Nothing in the entries may be altered; copy them in full.

Raw data Block Start

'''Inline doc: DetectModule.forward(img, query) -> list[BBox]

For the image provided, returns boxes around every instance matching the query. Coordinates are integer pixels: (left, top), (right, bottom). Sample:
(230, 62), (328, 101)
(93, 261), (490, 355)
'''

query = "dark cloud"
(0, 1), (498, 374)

Raw data Block End

* [Finished exercise]
'''Inline doc: DetectModule.forward(img, query) -> list[BBox]

For the image provided, returns boxes around every instance matching the query. Coordinates are integer pixels: (left, top), (right, bottom). Sample:
(230, 62), (328, 101)
(93, 261), (490, 355)
'''

query = "dark cloud"
(0, 1), (498, 374)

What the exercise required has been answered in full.